Excerpted text -
*** Block opens ***

Last month, software engineer Nabendu Biswas moved out of India's tech capital, Bengaluru, and returned to his home town, Bhopal, which is among the cleanest cities in the country.
He took his seven-year-old son out of school and his wife quit her teaching job for the move at the peak of the Covid-19 pandemic in the country.
"My job (right now) requires working remotely. So I decided to move back to my home town. Now even if I have to go back to the office, my wife and kid will stay here. I realised the child was developing breathing problems because of the pollution," he said.
The Covid-19 situation, he added, led to deep introspection, about where he wanted his child to grow up and how he wanted to save money.
"The cost of living (in Bengaluru) is so high. And I used to spend six hours travelling. Three hours each way. I don't think anywhere in the world anyone spends three hours commuting one way."
As work from home is an option now, many professionals have moved out of the big cities, forgoing the high rents and other living costs for a relatively cheaper and simple life back home. Some are moving temporarily, others for longer.
In March, India instituted one of the most stringent lockdowns which shut down the economy.
It immediately triggered a reverse migration of hundreds of thousands of migrant labourers who had lost their jobs and were desperately seeking to reach home, many of them walking.
While the return of migrants and the hardships caused by the sudden lockdown in March has been widely documented, the movement of professionals has not received as much attention, probably because it has so far not been on the scale of the poorer workers.
"How much of it (professionals moving out of cities) will happen we don't know. High-skilled migration (for those with the option of working from home) is basically for them to save money," said Professor S. Irudaya Rajan at the Centre for Development Studies, an autonomous research centre.
"This is something that is happening globally, not just in Chennai, Mumbai or Bengaluru. It is leading to huge savings and a lot of investment will happen in villages and towns."
A study by Anarock Property Consultants said India's top cities account for almost 70 per cent of the country's residential market, with the next rung of smaller cities accounting for the remainder. This ratio, the study said, could change with cities like Coimbatore, Jaipur and Ahmedabad being the main beneficiaries of the reverse migration of professionals.

*** Block closes ***

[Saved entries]
*** Block opens ***

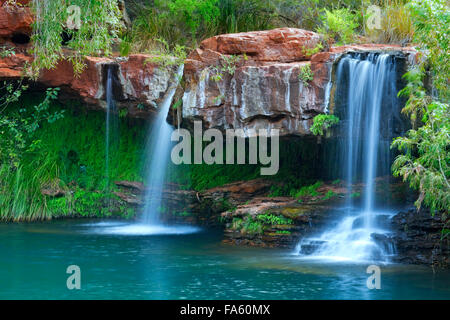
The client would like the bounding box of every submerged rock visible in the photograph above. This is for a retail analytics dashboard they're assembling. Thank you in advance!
[182,28,416,135]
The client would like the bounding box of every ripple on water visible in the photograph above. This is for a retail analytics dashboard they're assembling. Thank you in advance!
[81,222,200,236]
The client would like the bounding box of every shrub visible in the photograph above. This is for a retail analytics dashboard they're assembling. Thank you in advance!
[311,114,339,136]
[317,8,358,44]
[298,64,314,87]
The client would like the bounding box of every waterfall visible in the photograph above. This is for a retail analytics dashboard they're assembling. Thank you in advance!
[142,66,183,225]
[105,66,119,190]
[297,53,398,262]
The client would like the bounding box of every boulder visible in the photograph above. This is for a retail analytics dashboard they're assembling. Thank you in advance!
[200,28,321,62]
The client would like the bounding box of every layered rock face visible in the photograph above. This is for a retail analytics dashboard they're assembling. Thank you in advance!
[183,28,415,135]
[0,0,175,118]
[0,50,175,118]
[391,208,450,267]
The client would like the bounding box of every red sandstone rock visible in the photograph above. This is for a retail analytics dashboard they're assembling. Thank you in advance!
[0,53,178,118]
[0,53,32,79]
[183,34,416,135]
[39,57,113,104]
[200,28,320,62]
[0,1,33,39]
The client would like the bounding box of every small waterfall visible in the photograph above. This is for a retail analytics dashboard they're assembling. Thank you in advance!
[297,53,398,262]
[142,66,183,225]
[105,66,119,190]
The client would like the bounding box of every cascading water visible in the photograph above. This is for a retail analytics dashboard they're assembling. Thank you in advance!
[142,66,183,225]
[297,53,398,262]
[105,66,119,190]
[92,66,200,236]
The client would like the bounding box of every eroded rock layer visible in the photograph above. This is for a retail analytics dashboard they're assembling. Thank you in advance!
[183,28,416,135]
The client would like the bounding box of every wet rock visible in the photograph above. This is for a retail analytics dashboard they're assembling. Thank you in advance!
[182,28,416,135]
[0,0,33,41]
[391,208,450,267]
[200,28,321,62]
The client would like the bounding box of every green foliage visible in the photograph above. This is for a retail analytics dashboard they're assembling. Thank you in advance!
[317,8,359,44]
[31,0,122,77]
[392,0,450,214]
[231,212,293,235]
[322,190,337,200]
[408,0,450,101]
[145,39,187,68]
[275,230,291,235]
[392,101,450,212]
[366,0,414,44]
[311,114,339,136]
[0,46,16,58]
[256,213,293,225]
[298,64,314,87]
[350,192,361,198]
[129,0,276,52]
[292,181,323,198]
[0,89,145,220]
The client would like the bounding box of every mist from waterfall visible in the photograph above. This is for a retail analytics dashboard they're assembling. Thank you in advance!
[105,66,119,190]
[142,66,183,225]
[297,53,398,262]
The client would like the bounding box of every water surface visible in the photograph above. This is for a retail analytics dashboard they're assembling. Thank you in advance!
[0,220,450,299]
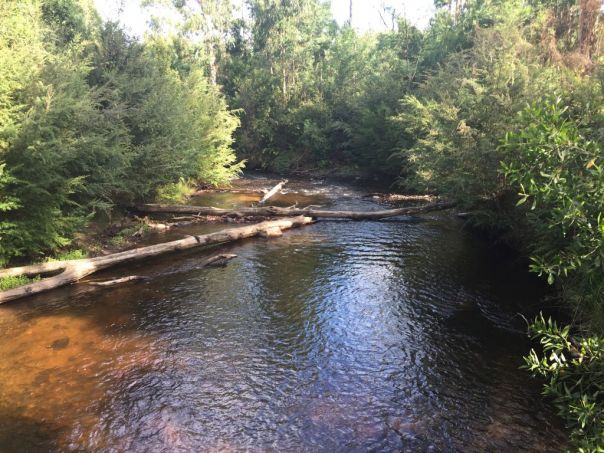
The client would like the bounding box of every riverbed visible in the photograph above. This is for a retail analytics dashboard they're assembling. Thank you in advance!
[0,179,565,452]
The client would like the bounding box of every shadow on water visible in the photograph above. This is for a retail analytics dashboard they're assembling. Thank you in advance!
[0,178,564,452]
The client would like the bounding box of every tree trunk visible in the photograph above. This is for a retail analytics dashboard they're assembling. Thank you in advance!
[258,179,287,205]
[579,0,602,58]
[136,202,454,220]
[0,216,313,304]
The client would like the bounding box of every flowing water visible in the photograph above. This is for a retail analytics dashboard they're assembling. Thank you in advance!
[0,178,564,452]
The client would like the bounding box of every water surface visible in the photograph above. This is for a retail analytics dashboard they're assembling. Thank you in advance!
[0,178,564,452]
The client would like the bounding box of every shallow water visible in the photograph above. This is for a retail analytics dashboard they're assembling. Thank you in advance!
[0,178,564,452]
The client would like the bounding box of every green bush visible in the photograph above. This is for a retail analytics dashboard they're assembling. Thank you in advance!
[502,99,604,328]
[524,315,604,452]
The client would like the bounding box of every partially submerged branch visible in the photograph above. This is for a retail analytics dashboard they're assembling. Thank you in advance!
[137,202,455,220]
[258,179,287,206]
[0,216,313,304]
[85,252,238,287]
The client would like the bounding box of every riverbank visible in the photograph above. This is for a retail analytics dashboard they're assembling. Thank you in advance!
[0,175,565,451]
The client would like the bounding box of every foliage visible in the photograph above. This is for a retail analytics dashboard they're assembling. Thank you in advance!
[156,178,196,203]
[524,315,604,452]
[502,99,604,327]
[46,249,88,261]
[0,0,243,263]
[0,275,40,291]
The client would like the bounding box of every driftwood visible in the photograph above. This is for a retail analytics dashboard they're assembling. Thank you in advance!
[86,275,150,286]
[85,251,237,287]
[136,202,454,220]
[192,187,267,196]
[0,216,313,304]
[365,192,438,201]
[258,179,287,205]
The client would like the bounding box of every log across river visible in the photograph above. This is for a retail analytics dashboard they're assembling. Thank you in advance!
[136,202,454,220]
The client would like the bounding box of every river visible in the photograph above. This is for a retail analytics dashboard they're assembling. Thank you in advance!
[0,176,565,452]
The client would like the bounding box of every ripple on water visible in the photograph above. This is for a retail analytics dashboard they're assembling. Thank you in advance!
[0,182,563,452]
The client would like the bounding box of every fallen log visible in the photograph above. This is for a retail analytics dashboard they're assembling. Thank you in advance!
[136,202,455,220]
[0,216,313,304]
[84,251,238,287]
[192,188,267,196]
[258,179,287,206]
[364,192,438,201]
[86,275,150,286]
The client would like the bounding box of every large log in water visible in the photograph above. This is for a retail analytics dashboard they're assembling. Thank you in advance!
[137,202,454,220]
[0,216,313,304]
[258,179,287,205]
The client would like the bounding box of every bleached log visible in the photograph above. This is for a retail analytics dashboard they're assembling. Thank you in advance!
[0,216,313,304]
[137,202,454,220]
[258,179,287,206]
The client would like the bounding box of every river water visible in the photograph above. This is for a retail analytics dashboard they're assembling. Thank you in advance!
[0,181,564,452]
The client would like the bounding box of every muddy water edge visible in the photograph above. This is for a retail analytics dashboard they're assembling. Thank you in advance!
[0,179,565,452]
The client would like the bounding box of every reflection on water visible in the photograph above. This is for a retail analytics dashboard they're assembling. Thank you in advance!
[0,178,563,452]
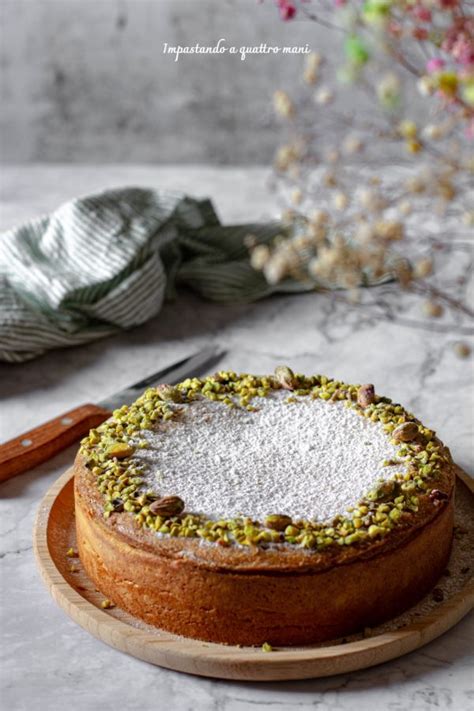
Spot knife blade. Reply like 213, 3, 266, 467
0, 347, 225, 482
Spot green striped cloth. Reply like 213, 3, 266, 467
0, 188, 311, 363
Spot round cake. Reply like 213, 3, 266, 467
75, 366, 455, 645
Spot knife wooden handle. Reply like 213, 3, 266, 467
0, 404, 112, 481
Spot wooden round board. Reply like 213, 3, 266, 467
34, 470, 474, 681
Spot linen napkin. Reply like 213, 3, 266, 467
0, 188, 314, 363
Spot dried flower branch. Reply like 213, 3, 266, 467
251, 0, 474, 355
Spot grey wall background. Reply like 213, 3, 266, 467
0, 0, 335, 164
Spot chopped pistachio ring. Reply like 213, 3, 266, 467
80, 366, 450, 551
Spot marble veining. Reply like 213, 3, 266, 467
0, 165, 474, 711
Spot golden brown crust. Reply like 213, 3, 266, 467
75, 455, 455, 572
75, 456, 454, 645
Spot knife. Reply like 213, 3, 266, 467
0, 348, 225, 482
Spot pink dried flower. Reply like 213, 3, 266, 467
411, 27, 429, 42
426, 57, 445, 74
412, 5, 432, 22
278, 0, 296, 22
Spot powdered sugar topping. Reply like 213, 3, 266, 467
135, 391, 404, 520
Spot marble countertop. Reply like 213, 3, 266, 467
0, 165, 474, 711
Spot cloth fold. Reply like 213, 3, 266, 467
0, 188, 304, 363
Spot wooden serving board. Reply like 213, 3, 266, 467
34, 470, 474, 681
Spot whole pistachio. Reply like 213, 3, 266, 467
150, 496, 184, 516
357, 383, 375, 407
275, 365, 297, 390
156, 383, 181, 402
105, 442, 134, 459
265, 514, 293, 531
429, 489, 449, 506
392, 422, 418, 442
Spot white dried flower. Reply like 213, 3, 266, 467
354, 220, 375, 244
332, 191, 349, 210
290, 188, 303, 205
309, 209, 329, 227
454, 341, 471, 358
417, 75, 436, 96
414, 257, 433, 279
374, 220, 405, 242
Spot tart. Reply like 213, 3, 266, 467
75, 367, 455, 645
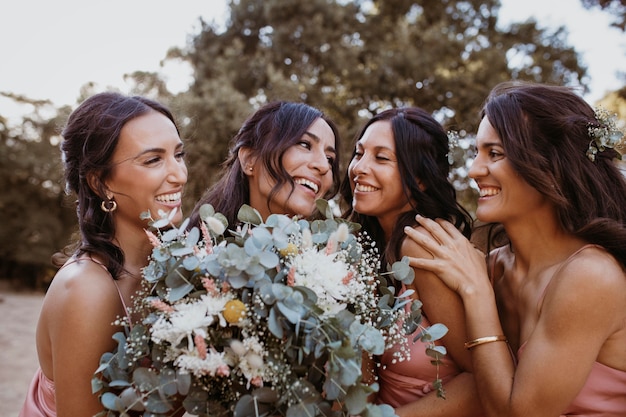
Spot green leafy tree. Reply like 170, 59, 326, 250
170, 0, 586, 210
0, 97, 76, 286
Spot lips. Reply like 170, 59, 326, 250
480, 187, 500, 197
354, 183, 379, 193
156, 191, 182, 204
293, 178, 320, 194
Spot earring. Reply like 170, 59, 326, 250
100, 198, 117, 213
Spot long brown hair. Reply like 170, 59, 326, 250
481, 82, 626, 265
189, 101, 341, 231
340, 107, 472, 266
59, 92, 178, 279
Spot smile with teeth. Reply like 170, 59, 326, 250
156, 192, 182, 203
354, 183, 378, 193
480, 188, 500, 197
293, 178, 319, 194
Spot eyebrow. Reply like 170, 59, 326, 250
476, 142, 503, 148
356, 140, 396, 155
112, 141, 183, 165
133, 142, 183, 158
304, 131, 337, 155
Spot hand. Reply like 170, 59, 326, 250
404, 215, 491, 297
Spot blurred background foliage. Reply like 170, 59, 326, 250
0, 0, 626, 287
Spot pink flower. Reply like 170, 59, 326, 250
202, 277, 219, 296
150, 300, 174, 313
193, 334, 207, 359
250, 375, 263, 387
287, 265, 296, 287
215, 364, 230, 376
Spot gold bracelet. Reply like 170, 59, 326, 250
465, 335, 507, 350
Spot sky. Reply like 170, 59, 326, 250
0, 0, 626, 122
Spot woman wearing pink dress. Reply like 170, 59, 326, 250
342, 107, 481, 417
20, 93, 187, 417
406, 83, 626, 417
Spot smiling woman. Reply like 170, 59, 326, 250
190, 101, 339, 231
20, 93, 187, 417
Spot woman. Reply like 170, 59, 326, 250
342, 107, 480, 416
407, 79, 626, 417
190, 101, 339, 227
20, 93, 187, 417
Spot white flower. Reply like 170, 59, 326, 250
151, 302, 214, 351
204, 216, 226, 235
174, 349, 229, 377
292, 249, 349, 315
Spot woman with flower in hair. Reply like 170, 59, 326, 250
341, 107, 481, 417
20, 92, 187, 417
190, 101, 339, 231
406, 79, 626, 417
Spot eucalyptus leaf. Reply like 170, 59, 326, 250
198, 204, 215, 220
423, 323, 448, 342
100, 392, 124, 411
237, 204, 263, 225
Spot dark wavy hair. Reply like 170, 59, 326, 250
189, 101, 341, 231
340, 107, 472, 266
56, 92, 178, 279
481, 82, 626, 266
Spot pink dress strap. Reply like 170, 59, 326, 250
59, 256, 133, 327
18, 369, 57, 417
517, 244, 626, 417
18, 257, 132, 417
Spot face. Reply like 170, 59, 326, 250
348, 120, 411, 234
246, 118, 336, 219
105, 111, 187, 232
469, 117, 547, 224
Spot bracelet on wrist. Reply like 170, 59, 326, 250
465, 335, 507, 350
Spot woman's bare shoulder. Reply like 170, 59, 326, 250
42, 258, 119, 314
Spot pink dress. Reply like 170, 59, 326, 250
377, 316, 461, 408
517, 343, 626, 417
510, 245, 626, 417
18, 258, 130, 417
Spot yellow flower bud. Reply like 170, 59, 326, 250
280, 243, 298, 257
222, 300, 247, 324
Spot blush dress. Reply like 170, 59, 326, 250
18, 258, 130, 417
377, 306, 461, 408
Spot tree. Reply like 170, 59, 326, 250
170, 0, 586, 208
0, 97, 76, 286
581, 0, 626, 32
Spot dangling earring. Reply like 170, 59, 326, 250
100, 198, 117, 213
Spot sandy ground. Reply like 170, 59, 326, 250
0, 285, 43, 417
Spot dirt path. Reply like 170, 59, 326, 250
0, 289, 43, 417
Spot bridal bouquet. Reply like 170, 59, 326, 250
92, 200, 442, 417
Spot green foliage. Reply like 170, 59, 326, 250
169, 0, 585, 207
0, 0, 596, 282
0, 103, 76, 276
92, 201, 432, 417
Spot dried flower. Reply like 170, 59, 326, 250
587, 107, 624, 162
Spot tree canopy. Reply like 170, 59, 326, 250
0, 0, 623, 284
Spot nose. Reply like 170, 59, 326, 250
467, 154, 487, 179
349, 155, 369, 176
167, 158, 187, 185
309, 151, 332, 175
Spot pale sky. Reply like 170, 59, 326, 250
0, 0, 626, 117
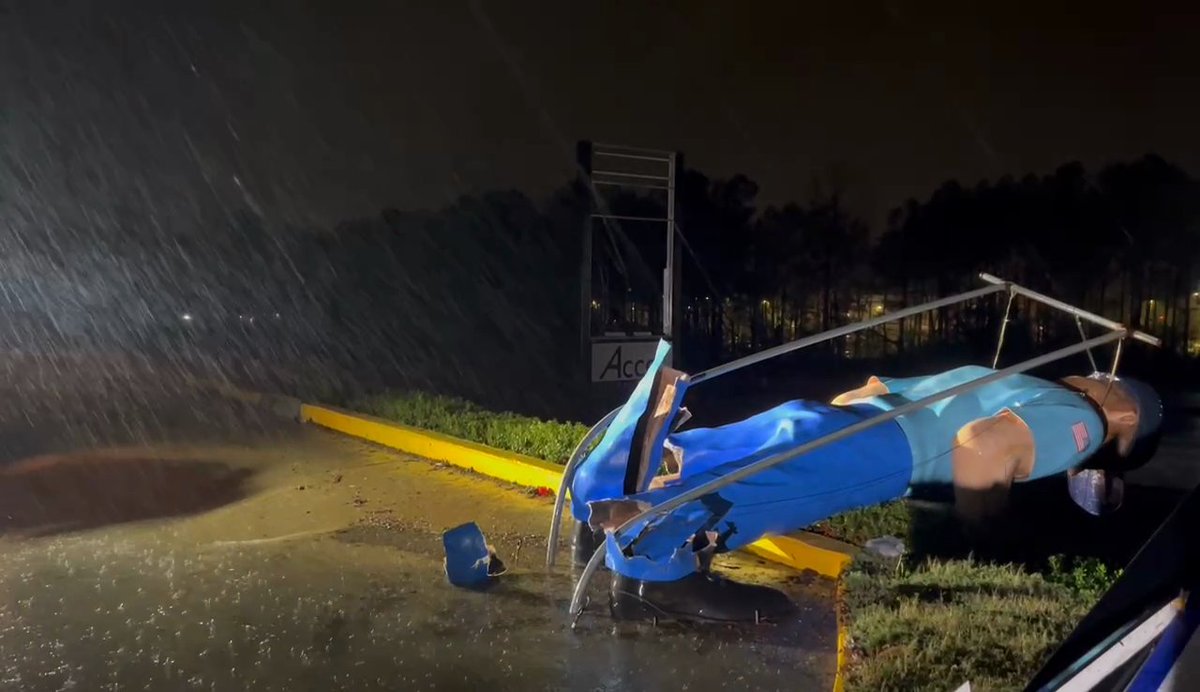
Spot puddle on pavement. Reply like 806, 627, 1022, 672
0, 515, 832, 690
0, 393, 835, 691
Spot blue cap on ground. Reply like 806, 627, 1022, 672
442, 522, 504, 588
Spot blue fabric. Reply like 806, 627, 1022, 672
442, 522, 490, 586
863, 366, 1104, 485
1126, 590, 1200, 692
571, 341, 688, 522
606, 401, 912, 580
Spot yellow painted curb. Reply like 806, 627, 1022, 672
300, 395, 853, 692
746, 534, 853, 579
833, 579, 850, 692
300, 404, 563, 491
300, 404, 851, 579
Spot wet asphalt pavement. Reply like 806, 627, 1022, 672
0, 354, 835, 690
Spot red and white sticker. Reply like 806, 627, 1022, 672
1070, 423, 1091, 452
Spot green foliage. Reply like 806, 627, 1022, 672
1046, 555, 1124, 596
811, 500, 911, 546
846, 560, 1098, 690
350, 392, 588, 464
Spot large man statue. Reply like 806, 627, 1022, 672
571, 343, 1162, 620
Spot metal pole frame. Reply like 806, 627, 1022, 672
570, 330, 1129, 619
546, 273, 1160, 571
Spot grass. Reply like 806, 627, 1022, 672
811, 500, 912, 546
349, 392, 908, 544
350, 392, 1120, 690
349, 392, 588, 464
844, 556, 1120, 690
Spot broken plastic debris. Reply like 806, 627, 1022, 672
863, 536, 905, 558
442, 522, 508, 588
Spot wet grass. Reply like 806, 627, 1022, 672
349, 392, 588, 464
352, 386, 1141, 690
845, 560, 1102, 690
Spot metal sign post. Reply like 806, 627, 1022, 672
576, 142, 679, 384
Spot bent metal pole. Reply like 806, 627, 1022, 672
979, 272, 1163, 347
546, 283, 1010, 567
546, 408, 620, 567
570, 330, 1130, 619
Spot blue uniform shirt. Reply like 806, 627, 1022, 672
862, 366, 1104, 485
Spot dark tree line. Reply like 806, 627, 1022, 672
68, 151, 1200, 415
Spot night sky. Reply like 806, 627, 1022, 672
0, 0, 1200, 231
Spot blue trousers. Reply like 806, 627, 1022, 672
585, 401, 913, 582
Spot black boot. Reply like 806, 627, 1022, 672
608, 572, 797, 622
571, 520, 604, 567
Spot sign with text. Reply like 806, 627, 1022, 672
592, 341, 659, 383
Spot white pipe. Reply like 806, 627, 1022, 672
570, 330, 1128, 616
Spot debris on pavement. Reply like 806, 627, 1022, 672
442, 522, 508, 588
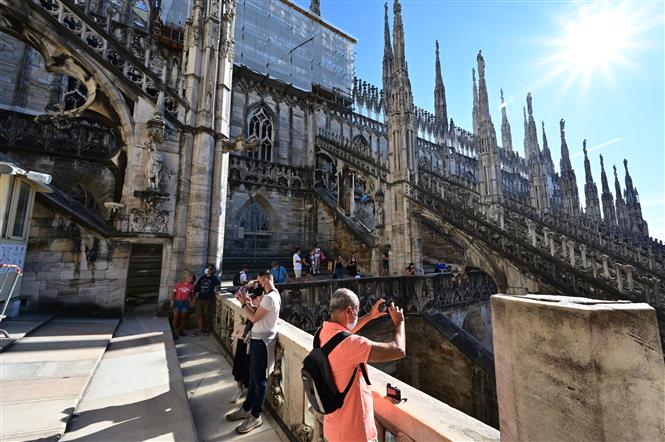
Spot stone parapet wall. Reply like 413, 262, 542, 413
215, 295, 499, 441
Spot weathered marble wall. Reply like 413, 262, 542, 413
359, 315, 499, 428
20, 201, 129, 316
0, 32, 56, 113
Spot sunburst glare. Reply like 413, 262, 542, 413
532, 2, 662, 94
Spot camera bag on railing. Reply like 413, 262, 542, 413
300, 328, 371, 414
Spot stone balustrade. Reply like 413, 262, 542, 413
278, 271, 497, 331
414, 169, 665, 306
215, 295, 499, 442
25, 0, 183, 117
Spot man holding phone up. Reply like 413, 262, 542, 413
319, 288, 406, 442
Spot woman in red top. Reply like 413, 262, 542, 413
171, 273, 194, 338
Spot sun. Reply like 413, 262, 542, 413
534, 2, 662, 93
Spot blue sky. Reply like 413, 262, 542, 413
296, 0, 665, 239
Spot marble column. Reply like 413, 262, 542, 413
491, 295, 665, 441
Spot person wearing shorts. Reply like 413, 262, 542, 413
171, 273, 194, 339
293, 249, 302, 279
194, 264, 221, 336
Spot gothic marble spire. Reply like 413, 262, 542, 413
526, 92, 540, 158
501, 89, 513, 152
471, 68, 480, 133
309, 0, 321, 16
559, 118, 580, 216
600, 155, 617, 226
393, 0, 407, 71
582, 139, 601, 221
623, 158, 649, 235
476, 51, 492, 121
474, 51, 502, 203
434, 40, 448, 137
541, 121, 554, 176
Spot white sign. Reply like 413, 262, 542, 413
0, 242, 26, 273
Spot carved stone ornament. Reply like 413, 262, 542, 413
35, 103, 75, 130
293, 424, 314, 442
143, 113, 168, 190
128, 205, 169, 233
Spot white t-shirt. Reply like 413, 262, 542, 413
293, 253, 302, 270
251, 290, 282, 338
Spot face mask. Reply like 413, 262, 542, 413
346, 314, 358, 330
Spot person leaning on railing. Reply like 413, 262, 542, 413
226, 270, 282, 434
319, 288, 406, 442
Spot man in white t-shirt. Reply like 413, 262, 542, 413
293, 249, 302, 279
226, 270, 282, 434
240, 264, 249, 285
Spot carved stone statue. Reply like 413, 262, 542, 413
144, 140, 165, 190
143, 114, 168, 190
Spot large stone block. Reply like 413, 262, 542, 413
492, 295, 665, 441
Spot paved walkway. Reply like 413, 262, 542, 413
63, 315, 197, 441
0, 318, 118, 441
176, 333, 289, 442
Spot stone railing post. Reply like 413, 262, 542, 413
600, 253, 610, 278
580, 244, 587, 269
491, 295, 665, 441
614, 262, 623, 293
550, 234, 556, 256
623, 264, 635, 292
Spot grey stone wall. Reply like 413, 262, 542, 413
0, 32, 56, 113
359, 315, 499, 428
20, 201, 129, 316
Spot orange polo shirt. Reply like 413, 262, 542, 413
319, 322, 377, 442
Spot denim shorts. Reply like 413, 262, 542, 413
173, 299, 189, 312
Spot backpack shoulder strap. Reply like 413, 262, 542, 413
314, 327, 322, 348
360, 363, 372, 385
319, 329, 351, 356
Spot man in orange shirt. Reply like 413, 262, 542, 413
319, 289, 406, 442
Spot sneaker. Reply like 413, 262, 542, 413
226, 407, 251, 422
236, 414, 263, 434
230, 388, 247, 404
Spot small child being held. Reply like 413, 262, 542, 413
171, 273, 196, 338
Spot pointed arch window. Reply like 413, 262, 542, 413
247, 105, 275, 161
240, 203, 269, 232
353, 135, 369, 155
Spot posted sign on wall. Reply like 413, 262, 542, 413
0, 242, 26, 273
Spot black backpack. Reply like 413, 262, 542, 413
233, 272, 242, 287
300, 328, 371, 414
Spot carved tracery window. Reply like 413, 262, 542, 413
240, 203, 268, 232
247, 105, 275, 161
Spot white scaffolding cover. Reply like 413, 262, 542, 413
235, 0, 355, 93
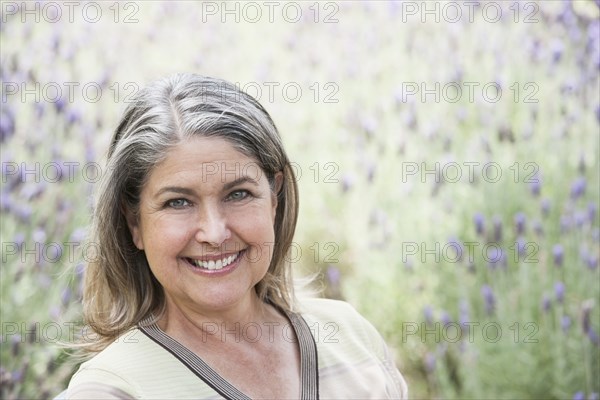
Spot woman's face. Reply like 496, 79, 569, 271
128, 137, 282, 312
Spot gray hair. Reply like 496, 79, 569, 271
83, 74, 298, 353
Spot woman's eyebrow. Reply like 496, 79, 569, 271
154, 186, 195, 198
223, 176, 260, 191
154, 176, 260, 198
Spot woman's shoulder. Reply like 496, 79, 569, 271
298, 298, 367, 324
67, 328, 187, 398
298, 298, 381, 347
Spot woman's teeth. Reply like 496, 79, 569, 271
189, 252, 240, 269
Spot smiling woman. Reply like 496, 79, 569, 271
67, 74, 407, 399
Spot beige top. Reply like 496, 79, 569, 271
67, 299, 407, 399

*** Block closes ***

Instructions for the task -
Copy the passage of the article on professionals leaving India's big cities between "A study by Anarock" and "migration of professionals.", inclusive.

Answer to the problem -
A study by Anarock Property Consultants said India's top cities account for almost 70 per cent of the country's residential market, with the next rung of smaller cities accounting for the remainder. This ratio, the study said, could change with cities like Coimbatore, Jaipur and Ahmedabad being the main beneficiaries of the reverse migration of professionals.